Image entries on named regions
================

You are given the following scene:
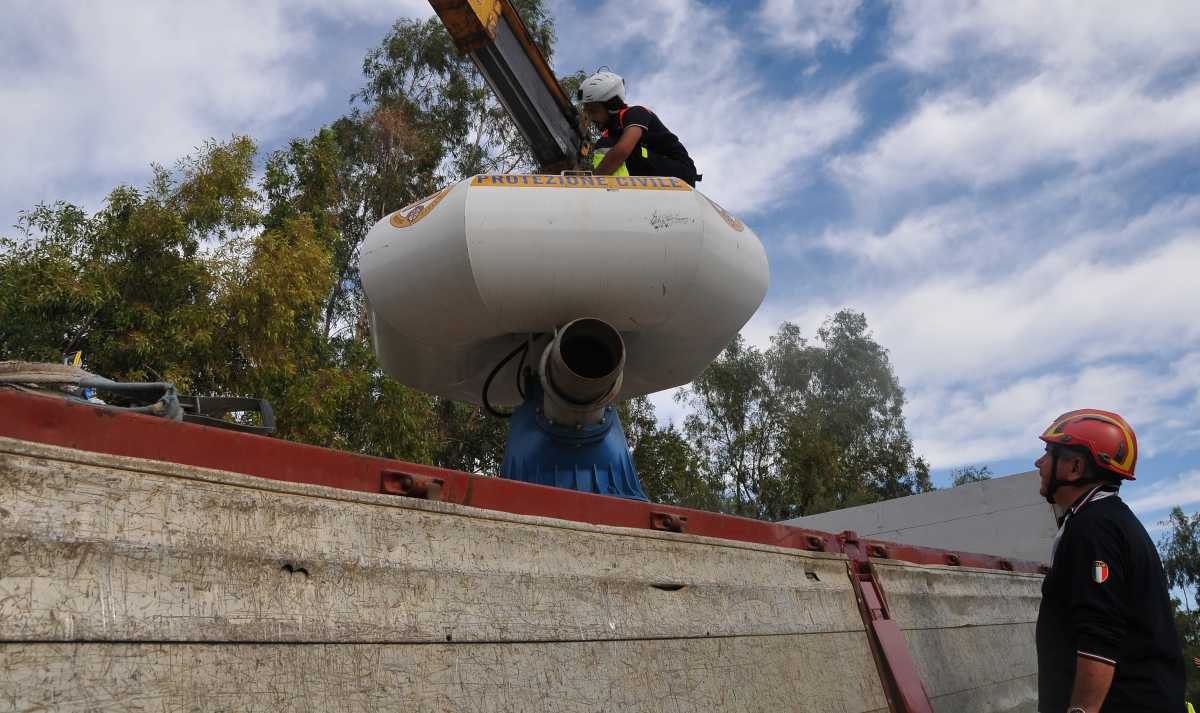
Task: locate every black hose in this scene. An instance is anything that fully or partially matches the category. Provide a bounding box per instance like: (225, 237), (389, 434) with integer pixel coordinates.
(484, 340), (529, 419)
(517, 336), (534, 401)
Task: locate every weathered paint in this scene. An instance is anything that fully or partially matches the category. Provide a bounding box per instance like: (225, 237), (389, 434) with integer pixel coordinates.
(871, 562), (1042, 713)
(0, 439), (886, 712)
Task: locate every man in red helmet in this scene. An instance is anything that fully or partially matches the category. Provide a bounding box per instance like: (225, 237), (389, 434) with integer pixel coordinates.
(1037, 409), (1186, 713)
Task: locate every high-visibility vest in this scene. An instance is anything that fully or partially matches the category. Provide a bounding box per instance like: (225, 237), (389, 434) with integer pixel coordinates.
(592, 149), (629, 175)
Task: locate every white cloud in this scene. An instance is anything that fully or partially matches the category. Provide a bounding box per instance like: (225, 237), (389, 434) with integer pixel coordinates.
(0, 0), (430, 218)
(558, 0), (862, 212)
(905, 354), (1200, 467)
(833, 74), (1200, 194)
(892, 0), (1200, 79)
(756, 0), (862, 54)
(1121, 469), (1200, 515)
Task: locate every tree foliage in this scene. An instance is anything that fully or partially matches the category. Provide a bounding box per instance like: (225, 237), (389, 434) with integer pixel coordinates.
(1158, 507), (1200, 701)
(0, 0), (929, 519)
(679, 310), (932, 520)
(950, 466), (992, 487)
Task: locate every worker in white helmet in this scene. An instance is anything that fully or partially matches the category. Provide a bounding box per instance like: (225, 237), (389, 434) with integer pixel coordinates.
(578, 71), (700, 186)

================

* _What is asked_
Give the lines of the records as a JSON list of strings, one string per line and no blank lines. Leave the pictures out of the answer.

* _The answer_
[
  "You are given the following scene:",
  "Task: locate every black hose in this scene. An instance is anything that fully or partially matches the category. Provide a bounding box per instance like: (225, 237), (389, 434) with integer pixel coordinates.",
  "(484, 340), (529, 419)",
  "(517, 336), (534, 401)",
  "Task: locate every weathered paint in this scene. An instance is anything that fully or partially matches the category. Provide a bounding box per instance like: (225, 237), (389, 434) with integer pixel coordinates.",
  "(871, 562), (1042, 713)",
  "(0, 439), (886, 712)",
  "Task: locate every man in red helmet in this scene. An instance is anything that fully or partially matches the category. Provide a bounding box per instance like: (225, 237), (389, 434) with integer pixel coordinates.",
  "(1037, 409), (1186, 713)",
  "Task: locate every high-visibility vest in this scene. An instance is anything that fully or partially matches the category. Provide a bounding box per instance like: (225, 237), (389, 434) with integer pixel coordinates.",
  "(592, 149), (629, 175)",
  "Task: locate every white cloud in this scene. An instance is anything that fully or partially matches the category. Provide a bounding box per instance like: (225, 237), (389, 434) with integer pixel coordinates.",
  "(0, 0), (430, 218)",
  "(558, 0), (862, 212)",
  "(905, 354), (1200, 467)",
  "(833, 74), (1200, 194)",
  "(892, 0), (1200, 79)",
  "(756, 0), (862, 54)",
  "(1121, 469), (1200, 515)",
  "Task: locate every tree foliage in this scene. An instance is anything that fully or partially matches the category. Provide a bounding box per instance like: (225, 237), (389, 434) with integer pixel coordinates.",
  "(1158, 507), (1200, 701)",
  "(0, 0), (929, 519)",
  "(679, 310), (932, 520)",
  "(950, 466), (992, 487)",
  "Task: locate every worker in white helmet in this scene. An instance is anything that fully or partially matches the category. Provide a bounding box per instance like: (225, 237), (389, 434) with integer pixel coordinates.",
  "(578, 71), (700, 186)"
]